▶ Consigne:
Dans toute la liste, renommez « forearm » en « lower arm » sans rien modifier d'autre, puis recopiez-la en omettant les images.

★ ★ ★

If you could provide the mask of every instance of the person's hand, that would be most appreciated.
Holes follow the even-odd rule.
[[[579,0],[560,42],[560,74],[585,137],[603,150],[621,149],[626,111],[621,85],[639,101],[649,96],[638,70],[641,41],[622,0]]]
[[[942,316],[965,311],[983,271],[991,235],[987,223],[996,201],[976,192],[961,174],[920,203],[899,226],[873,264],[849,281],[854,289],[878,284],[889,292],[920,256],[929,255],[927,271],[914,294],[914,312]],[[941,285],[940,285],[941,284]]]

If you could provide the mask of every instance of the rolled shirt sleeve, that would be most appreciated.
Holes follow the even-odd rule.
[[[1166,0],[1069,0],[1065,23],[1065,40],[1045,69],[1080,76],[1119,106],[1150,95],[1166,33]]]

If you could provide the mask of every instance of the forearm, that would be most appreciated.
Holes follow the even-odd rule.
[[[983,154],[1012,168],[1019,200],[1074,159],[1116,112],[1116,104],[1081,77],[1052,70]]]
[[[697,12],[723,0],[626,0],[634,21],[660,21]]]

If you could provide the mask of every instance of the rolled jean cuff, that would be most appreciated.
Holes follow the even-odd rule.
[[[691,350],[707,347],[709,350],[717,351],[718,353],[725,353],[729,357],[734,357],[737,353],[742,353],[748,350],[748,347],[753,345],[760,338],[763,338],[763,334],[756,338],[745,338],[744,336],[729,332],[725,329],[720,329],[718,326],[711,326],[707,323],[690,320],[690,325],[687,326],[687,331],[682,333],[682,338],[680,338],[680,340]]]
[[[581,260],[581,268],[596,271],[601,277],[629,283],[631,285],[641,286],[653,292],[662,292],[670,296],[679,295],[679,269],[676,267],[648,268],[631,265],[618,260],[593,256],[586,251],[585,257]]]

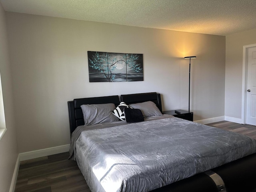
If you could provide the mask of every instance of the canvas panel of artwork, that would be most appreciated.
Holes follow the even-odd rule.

★ ★ ★

▶ Résultat attendu:
If you could provide the mask of every instance of the person's hand, that would be most appreciated.
Holes follow the even-odd rule.
[[[579,0],[560,42],[560,74],[585,137],[603,150],[621,149],[626,111],[621,85],[639,101],[649,96],[638,70],[641,41],[622,0]]]
[[[942,316],[965,311],[983,271],[991,235],[987,223],[996,201],[976,192],[961,174],[920,203],[899,226],[873,264],[849,281],[854,289],[878,284],[889,292],[920,256],[929,255],[927,271],[914,294],[914,312]],[[941,285],[940,285],[941,284]]]

If you could provide the mask of every instance of the rolled shirt sleeve, that would be most appreciated.
Holes follow the even-odd rule.
[[[1166,0],[1069,0],[1065,23],[1065,40],[1045,69],[1080,76],[1119,106],[1150,95],[1166,33]]]

If you could provide the mask of every instance of the lower arm, that would be most appreciated.
Holes follow the even-odd rule.
[[[983,154],[1012,168],[1019,200],[1074,159],[1116,112],[1116,104],[1081,77],[1052,70]]]
[[[697,12],[723,0],[626,0],[634,21],[660,21]]]

If you could provide the mask of every instance of the rolled jean cuff, that would be most appreciated.
Holes follow the even-odd rule.
[[[691,350],[707,347],[709,350],[717,351],[718,353],[725,353],[729,357],[734,357],[737,353],[742,353],[748,350],[748,347],[753,345],[760,338],[763,338],[763,334],[756,338],[745,338],[744,336],[729,332],[725,329],[720,329],[718,326],[711,326],[707,323],[690,320],[690,325],[687,326],[687,331],[682,333],[682,338],[680,338],[680,340]]]
[[[581,260],[581,268],[596,271],[601,277],[629,283],[631,285],[641,286],[653,292],[662,292],[670,296],[679,295],[679,269],[676,267],[648,268],[631,265],[618,260],[593,256],[586,251],[585,257]]]

If you could provide the mask of every instance of the canvas panel of artwork, that would be most appreciated.
Holes follow the even-odd rule.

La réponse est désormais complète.